What you are asked to do
How many lines of the records below contain the string "outlet", with case counting? Give only the number.

Entries drawn from a collection
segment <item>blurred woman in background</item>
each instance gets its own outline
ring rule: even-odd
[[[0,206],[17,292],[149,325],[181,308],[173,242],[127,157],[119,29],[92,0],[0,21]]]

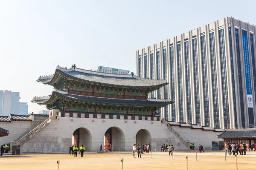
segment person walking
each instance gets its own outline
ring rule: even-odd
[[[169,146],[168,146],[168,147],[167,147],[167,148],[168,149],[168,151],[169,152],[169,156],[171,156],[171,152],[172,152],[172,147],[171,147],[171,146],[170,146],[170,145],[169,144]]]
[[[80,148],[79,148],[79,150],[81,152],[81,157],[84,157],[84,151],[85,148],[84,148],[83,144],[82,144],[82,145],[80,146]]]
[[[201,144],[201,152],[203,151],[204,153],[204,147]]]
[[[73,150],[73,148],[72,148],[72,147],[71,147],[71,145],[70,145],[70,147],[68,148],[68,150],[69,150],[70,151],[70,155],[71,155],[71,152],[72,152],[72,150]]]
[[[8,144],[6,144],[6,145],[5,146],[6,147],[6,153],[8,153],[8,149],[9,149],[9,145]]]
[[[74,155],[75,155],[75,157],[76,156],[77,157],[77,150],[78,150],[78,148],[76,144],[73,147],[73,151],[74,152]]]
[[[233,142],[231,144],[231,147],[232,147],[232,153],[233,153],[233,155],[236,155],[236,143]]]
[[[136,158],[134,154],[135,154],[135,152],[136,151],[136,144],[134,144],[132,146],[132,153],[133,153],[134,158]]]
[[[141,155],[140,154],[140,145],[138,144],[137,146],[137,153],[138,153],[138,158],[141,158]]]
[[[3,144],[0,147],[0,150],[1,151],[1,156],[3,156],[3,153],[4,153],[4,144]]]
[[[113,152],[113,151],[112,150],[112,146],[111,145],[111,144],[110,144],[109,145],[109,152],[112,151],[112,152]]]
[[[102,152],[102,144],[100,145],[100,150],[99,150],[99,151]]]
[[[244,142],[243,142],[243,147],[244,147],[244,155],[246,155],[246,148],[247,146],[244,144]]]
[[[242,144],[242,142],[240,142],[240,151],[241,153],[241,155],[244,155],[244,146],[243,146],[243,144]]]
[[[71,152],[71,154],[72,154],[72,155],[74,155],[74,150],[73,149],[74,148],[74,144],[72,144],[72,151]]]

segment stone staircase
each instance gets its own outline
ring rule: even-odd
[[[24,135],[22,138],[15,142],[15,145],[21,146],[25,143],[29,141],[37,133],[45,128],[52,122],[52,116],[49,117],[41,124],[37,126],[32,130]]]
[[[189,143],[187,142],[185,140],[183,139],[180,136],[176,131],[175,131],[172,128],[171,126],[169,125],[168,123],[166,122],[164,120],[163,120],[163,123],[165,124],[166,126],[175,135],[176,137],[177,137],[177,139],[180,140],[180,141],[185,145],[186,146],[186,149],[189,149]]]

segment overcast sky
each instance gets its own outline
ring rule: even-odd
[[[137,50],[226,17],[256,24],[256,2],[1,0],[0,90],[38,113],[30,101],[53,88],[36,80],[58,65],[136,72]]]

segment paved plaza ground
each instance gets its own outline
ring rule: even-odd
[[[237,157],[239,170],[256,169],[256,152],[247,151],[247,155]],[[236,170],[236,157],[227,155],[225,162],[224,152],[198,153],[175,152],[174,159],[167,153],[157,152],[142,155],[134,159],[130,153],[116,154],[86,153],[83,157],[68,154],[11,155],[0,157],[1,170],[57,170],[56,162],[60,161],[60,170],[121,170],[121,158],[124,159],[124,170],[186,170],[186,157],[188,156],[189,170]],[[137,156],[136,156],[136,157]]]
...
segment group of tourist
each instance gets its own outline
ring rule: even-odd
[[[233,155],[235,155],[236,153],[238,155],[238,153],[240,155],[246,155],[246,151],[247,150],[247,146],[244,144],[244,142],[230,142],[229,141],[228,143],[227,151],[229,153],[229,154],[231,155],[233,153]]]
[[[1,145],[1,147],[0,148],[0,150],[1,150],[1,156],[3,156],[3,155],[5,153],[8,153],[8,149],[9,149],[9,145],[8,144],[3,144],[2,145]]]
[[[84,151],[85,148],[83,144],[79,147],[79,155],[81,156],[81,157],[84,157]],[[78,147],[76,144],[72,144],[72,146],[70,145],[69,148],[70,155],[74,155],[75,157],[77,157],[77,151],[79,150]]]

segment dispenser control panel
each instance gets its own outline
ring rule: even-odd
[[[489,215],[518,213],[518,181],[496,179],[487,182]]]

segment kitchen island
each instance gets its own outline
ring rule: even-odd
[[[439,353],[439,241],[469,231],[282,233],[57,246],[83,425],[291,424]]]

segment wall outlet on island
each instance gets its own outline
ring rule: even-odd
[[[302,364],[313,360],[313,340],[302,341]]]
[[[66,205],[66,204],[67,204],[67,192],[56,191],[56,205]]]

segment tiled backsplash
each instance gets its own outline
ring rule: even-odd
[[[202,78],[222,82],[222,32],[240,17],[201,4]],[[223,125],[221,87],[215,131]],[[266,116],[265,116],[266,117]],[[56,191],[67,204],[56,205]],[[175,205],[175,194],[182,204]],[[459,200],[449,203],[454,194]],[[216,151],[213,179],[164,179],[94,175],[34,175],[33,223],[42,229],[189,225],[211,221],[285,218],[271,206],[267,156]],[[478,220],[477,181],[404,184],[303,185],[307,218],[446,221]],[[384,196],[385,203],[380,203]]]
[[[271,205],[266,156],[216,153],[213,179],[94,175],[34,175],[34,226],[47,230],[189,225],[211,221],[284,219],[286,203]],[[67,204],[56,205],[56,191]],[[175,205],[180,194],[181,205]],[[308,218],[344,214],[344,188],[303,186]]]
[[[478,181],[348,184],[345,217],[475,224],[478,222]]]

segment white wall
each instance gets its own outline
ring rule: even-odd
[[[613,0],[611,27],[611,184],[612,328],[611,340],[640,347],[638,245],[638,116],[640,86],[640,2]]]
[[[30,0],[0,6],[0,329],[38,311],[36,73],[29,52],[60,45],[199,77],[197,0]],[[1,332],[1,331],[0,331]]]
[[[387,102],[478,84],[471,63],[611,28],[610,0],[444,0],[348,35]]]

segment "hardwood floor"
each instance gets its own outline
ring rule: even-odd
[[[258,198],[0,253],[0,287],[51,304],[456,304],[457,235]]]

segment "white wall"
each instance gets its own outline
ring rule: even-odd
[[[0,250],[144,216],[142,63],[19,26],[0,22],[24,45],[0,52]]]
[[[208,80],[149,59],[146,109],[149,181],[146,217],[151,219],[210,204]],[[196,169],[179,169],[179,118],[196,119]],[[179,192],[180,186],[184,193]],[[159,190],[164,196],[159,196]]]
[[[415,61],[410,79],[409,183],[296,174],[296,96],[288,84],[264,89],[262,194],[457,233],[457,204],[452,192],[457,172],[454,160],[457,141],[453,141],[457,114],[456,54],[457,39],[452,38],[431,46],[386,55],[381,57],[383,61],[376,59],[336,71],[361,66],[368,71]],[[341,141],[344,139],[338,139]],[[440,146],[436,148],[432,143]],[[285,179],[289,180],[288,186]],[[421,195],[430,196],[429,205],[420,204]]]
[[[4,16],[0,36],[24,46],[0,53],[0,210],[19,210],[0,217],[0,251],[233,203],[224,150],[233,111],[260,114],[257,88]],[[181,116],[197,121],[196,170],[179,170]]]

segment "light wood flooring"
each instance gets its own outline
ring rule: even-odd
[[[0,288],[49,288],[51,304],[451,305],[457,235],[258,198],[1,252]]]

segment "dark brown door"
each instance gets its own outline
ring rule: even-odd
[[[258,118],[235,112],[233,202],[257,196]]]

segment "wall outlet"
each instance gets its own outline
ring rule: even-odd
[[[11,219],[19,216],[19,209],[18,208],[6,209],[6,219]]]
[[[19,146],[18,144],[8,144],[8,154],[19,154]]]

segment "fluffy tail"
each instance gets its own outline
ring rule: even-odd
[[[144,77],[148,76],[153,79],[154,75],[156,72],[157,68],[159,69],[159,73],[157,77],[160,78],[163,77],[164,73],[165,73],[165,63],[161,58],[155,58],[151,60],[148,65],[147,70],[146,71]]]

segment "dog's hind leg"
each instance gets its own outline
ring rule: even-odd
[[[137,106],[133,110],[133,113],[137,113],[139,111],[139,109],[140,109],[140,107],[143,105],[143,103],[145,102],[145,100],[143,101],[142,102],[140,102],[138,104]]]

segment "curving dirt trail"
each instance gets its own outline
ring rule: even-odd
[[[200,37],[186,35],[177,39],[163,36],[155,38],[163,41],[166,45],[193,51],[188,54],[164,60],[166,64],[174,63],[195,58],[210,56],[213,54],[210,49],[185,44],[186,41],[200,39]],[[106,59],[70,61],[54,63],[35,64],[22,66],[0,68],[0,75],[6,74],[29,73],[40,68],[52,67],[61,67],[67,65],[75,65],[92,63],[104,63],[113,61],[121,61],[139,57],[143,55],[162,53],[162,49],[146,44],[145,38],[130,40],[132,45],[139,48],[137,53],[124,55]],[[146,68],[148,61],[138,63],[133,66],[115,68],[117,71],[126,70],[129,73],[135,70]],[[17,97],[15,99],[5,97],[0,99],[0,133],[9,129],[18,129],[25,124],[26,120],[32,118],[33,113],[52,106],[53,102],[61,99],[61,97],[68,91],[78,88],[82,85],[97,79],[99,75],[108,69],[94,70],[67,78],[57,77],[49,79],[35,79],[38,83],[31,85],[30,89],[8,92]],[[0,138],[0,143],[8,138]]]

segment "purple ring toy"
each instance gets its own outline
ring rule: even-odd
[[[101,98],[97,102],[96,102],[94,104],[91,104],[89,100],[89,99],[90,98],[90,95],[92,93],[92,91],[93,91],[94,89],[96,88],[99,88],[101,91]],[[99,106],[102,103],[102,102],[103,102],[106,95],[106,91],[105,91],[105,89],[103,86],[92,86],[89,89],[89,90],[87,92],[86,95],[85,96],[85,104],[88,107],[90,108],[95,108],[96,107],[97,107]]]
==
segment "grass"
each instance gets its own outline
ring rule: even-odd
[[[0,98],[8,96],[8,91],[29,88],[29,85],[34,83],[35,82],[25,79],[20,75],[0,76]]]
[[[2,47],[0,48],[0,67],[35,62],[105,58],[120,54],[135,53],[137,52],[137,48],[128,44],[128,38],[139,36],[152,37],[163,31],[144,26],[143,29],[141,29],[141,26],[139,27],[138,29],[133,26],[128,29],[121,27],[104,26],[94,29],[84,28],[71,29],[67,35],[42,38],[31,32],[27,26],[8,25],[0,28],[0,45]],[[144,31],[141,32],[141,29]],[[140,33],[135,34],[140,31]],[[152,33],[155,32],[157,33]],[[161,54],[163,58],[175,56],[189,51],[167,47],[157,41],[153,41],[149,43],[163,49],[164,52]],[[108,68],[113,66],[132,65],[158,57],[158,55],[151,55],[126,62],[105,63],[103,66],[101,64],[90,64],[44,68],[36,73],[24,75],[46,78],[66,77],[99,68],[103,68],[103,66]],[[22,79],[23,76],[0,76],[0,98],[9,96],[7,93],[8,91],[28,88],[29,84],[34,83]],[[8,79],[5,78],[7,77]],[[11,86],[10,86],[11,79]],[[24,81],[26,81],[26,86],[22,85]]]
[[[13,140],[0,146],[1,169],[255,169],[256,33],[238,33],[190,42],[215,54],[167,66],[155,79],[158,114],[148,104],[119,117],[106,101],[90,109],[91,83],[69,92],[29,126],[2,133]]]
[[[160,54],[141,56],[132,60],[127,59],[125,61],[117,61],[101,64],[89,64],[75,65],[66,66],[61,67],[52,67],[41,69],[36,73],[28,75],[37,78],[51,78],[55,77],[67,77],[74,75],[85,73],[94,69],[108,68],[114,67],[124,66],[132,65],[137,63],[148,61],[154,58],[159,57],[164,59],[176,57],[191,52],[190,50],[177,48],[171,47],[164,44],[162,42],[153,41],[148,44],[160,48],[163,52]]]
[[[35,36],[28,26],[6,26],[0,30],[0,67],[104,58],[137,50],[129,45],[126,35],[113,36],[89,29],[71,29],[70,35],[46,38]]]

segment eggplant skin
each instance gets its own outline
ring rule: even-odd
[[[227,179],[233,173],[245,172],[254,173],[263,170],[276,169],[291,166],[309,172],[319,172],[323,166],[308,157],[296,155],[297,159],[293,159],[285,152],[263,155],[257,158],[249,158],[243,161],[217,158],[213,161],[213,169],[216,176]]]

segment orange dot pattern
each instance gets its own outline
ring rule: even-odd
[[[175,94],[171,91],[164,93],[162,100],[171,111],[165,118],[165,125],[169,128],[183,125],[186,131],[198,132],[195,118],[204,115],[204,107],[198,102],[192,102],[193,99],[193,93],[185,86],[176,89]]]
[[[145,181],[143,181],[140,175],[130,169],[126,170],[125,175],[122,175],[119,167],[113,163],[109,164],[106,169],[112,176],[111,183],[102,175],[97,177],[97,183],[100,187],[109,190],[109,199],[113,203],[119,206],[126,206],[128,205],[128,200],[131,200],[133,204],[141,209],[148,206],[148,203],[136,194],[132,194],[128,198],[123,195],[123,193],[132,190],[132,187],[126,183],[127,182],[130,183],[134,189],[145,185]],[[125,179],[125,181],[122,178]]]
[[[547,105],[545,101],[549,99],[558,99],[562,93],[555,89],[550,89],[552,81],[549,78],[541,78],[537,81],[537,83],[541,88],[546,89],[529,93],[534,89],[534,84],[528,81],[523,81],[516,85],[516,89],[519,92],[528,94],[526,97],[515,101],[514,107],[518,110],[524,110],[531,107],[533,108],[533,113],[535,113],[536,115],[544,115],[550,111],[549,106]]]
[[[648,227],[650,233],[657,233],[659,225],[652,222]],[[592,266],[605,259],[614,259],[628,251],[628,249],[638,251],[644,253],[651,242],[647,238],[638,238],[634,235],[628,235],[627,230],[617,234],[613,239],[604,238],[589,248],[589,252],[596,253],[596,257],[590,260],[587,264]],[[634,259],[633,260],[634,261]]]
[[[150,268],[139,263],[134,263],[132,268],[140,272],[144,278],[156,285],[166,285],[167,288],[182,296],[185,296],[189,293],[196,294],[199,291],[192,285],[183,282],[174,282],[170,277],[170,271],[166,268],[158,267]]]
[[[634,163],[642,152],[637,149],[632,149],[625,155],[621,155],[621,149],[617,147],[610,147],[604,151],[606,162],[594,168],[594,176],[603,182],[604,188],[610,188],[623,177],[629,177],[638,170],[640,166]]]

Finished answer
2